## Goal of the exercise:
In the post about Dr. Hook, where was the record bought one Christmas as a gift found?

## Text:
Wednesday, August 05, 2015

Dr. Hook and the Medicine Show [Dr. Hook]: The Best of Dr. Hook and the Medicine Show (1976)

Untitled
By 1975, Dr. Hook dropped the longer name -- Dr. Hook and the Medicine Show -- and went ahead with the shorter name of Dr. Hook. I think that the longer name was better. After all, once they dropped the longer name, the music they made rapidly veered toward the unlistenable. Sometimes You Win, the last record I am familiar with (I use.d to own a copy), was a crime against humanity, despite what the reviewer at Allmusic says

One Christmas season, I picked up a copy of a Dr. Hook record (I can't remember which record) to give to my sister. Oddly, I found it on a rack of records in a local hardware store. We had no record shop at that time, but some stores had a very small collection. I had heard the track Only Sixteen, on the radio, but I had no idea if my sister liked it. It turns out that she loved the record. Later, she went mad, collecting every record from the band she could find. We ever wrote a letter to the Dr. Hook fan club.

## Supplied material:
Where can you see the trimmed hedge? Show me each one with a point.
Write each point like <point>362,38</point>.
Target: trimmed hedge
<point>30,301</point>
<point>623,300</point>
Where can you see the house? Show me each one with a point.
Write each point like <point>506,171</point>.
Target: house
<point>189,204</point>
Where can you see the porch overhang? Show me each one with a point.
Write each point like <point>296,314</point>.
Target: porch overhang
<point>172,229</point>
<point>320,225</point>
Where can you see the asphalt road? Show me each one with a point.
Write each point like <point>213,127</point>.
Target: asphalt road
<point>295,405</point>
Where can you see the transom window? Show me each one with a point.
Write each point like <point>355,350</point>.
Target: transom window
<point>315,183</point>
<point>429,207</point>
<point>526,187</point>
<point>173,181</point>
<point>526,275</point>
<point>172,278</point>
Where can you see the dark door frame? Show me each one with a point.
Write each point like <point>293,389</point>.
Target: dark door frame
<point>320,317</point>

## Response to the exercise:
On a rack of records in a local hardware store.